### [Problem]
Every line of the records below should be restated exactly.

A run of records:

%%

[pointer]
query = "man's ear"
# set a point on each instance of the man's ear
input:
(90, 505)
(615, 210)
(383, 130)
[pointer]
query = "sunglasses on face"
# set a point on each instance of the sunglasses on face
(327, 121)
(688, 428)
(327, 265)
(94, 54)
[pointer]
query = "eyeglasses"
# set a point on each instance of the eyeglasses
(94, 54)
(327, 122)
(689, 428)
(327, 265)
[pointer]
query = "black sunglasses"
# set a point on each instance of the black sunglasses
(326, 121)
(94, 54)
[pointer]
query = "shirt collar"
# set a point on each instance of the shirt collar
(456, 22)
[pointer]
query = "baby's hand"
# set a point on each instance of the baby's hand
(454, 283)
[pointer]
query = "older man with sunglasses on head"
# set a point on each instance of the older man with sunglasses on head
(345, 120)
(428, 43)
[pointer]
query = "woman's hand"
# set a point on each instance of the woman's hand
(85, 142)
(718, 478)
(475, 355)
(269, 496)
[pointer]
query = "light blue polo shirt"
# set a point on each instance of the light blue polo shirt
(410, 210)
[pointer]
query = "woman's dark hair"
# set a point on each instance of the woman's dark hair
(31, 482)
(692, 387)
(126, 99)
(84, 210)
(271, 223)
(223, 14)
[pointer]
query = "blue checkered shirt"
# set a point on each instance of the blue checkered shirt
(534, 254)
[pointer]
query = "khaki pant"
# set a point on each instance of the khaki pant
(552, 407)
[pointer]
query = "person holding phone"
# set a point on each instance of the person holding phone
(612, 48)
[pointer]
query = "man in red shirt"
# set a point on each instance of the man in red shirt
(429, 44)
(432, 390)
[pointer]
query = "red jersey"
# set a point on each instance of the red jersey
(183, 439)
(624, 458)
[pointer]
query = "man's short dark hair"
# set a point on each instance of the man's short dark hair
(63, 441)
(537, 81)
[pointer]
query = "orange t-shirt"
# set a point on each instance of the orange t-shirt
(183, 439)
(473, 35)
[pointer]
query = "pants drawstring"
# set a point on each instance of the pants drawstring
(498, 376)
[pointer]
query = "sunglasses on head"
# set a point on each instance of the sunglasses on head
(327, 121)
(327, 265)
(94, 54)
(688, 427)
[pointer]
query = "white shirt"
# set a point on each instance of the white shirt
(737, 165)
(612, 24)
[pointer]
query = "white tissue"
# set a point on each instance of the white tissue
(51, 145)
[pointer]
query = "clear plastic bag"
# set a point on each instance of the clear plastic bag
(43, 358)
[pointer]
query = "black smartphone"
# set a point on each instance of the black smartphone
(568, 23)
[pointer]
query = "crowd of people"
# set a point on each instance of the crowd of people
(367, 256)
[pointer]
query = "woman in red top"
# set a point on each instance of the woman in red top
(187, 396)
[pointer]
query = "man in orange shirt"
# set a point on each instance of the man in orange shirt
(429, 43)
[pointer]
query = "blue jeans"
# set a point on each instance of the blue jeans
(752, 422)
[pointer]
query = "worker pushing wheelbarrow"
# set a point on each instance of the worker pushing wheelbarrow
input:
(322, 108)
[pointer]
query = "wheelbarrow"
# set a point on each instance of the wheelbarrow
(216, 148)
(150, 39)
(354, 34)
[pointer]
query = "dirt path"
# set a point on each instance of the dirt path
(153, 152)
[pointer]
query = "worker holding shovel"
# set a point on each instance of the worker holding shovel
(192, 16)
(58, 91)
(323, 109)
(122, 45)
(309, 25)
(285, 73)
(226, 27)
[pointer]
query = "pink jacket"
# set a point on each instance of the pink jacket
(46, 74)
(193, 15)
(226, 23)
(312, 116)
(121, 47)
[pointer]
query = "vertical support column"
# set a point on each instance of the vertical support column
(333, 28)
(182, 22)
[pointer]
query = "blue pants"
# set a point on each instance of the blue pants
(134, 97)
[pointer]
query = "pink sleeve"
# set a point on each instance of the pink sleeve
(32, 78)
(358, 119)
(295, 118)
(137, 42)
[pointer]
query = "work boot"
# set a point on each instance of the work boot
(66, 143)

%%

### [Full answer]
[pointer]
query = "man's ear"
# set a point on each instance of the man's ear
input:
(90, 505)
(615, 210)
(383, 130)
[pointer]
query = "sunglasses on face"
# set a point on each instance of the sunglasses on face
(327, 121)
(688, 428)
(327, 265)
(94, 54)
[pointer]
query = "eyeglasses"
# set a point on each instance of the eyeglasses
(94, 54)
(327, 122)
(689, 428)
(327, 265)
[pointer]
query = "black sunglasses"
# set a point on each instance of the black sunglasses
(326, 121)
(94, 54)
[pointer]
query = "shirt collar"
# set a point on each instance of the shirt collar
(456, 22)
[pointer]
query = "baby's hand"
# set a point on each instance of the baby's hand
(454, 283)
[pointer]
query = "older man with sunglasses on head"
# set a point on each instance of the older man with sunglasses on head
(345, 120)
(428, 43)
[pointer]
query = "woman's hand"
# set a point on each instance of the woman's hand
(85, 142)
(718, 478)
(475, 355)
(269, 496)
[pointer]
query = "light blue polo shirt"
# set a point on each instance of the light blue polo shirt
(410, 210)
[pointer]
query = "woman's dark hair"
# set a point on each instance of the woman's dark hair
(31, 482)
(692, 387)
(126, 99)
(84, 210)
(271, 223)
(223, 14)
[pointer]
query = "blue checkered shirt"
# set a point on each instance of the blue checkered shirt
(534, 254)
[pointer]
query = "khaki pant"
# set a point on each instance of the khaki pant
(552, 407)
[pointer]
query = "person holding phone"
# set a point on each instance of the person holding phone
(612, 48)
[pointer]
query = "man in red shirt"
# set a point on each instance of the man in red shirt
(429, 44)
(432, 390)
[pointer]
query = "red jersey"
# set a point on each instance of the red jersey
(183, 439)
(624, 458)
[pointer]
query = "man's short dark hair"
# set a point on each instance of the man's short dark hair
(63, 441)
(537, 81)
[pointer]
query = "orange t-shirt"
# set a point on each instance of the orange t-shirt
(183, 439)
(473, 35)
[pointer]
query = "pants drawstring"
# set a point on each instance of the pants drawstring
(498, 376)
[pointer]
query = "sunglasses on head"
# set a point on each instance of the sunglasses on head
(327, 121)
(327, 265)
(94, 54)
(688, 427)
[pointer]
query = "white shirt"
# set a point on each instance of the white shirt
(737, 165)
(612, 24)
[pointer]
query = "white tissue"
# set a point on each instance of the white tissue
(51, 145)
[pointer]
query = "clear plastic bag"
# set a point on each instance of the clear plastic bag
(43, 358)
[pointer]
query = "black smartphone"
# set a point on each instance of the black smartphone
(568, 23)
[pointer]
query = "crowd of people"
# set a point on each instance of the crowd of people
(367, 256)
[pointer]
query = "woman in red top"
# set a point on each instance of the woman in red top
(187, 396)
[pointer]
query = "man in orange shirt"
# set a point on each instance of the man in orange shirt
(429, 43)
[pointer]
query = "blue jeans"
# set a point on each instance of the blue jeans
(752, 422)
[pointer]
query = "worker pushing wheelbarrow"
# set a point on each instance of the worker pushing wheelbarrow
input:
(322, 108)
[pointer]
query = "wheelbarrow"
# set a point on each instance of the wheelbarrow
(216, 148)
(150, 39)
(354, 34)
[pointer]
query = "dirt path"
# set a point on each instance of the dirt path
(153, 152)
[pointer]
query = "worker holding shovel"
# set a point on each instance of the worker holding shovel
(192, 16)
(58, 91)
(323, 109)
(122, 45)
(309, 25)
(285, 73)
(226, 27)
[pointer]
query = "pink jacket"
# set a point on each instance of the pink jacket
(46, 74)
(193, 15)
(226, 23)
(312, 116)
(121, 47)
[pointer]
query = "vertical support column"
# set a point on each instance of the vertical support column
(333, 28)
(182, 22)
[pointer]
query = "blue pants"
# set a point on each instance of the blue pants
(134, 97)
[pointer]
query = "pink sleeve"
# set a point on each instance of the pink sleeve
(32, 78)
(358, 119)
(295, 118)
(137, 42)
[pointer]
query = "work boot"
# set a point on each instance of the work boot
(66, 143)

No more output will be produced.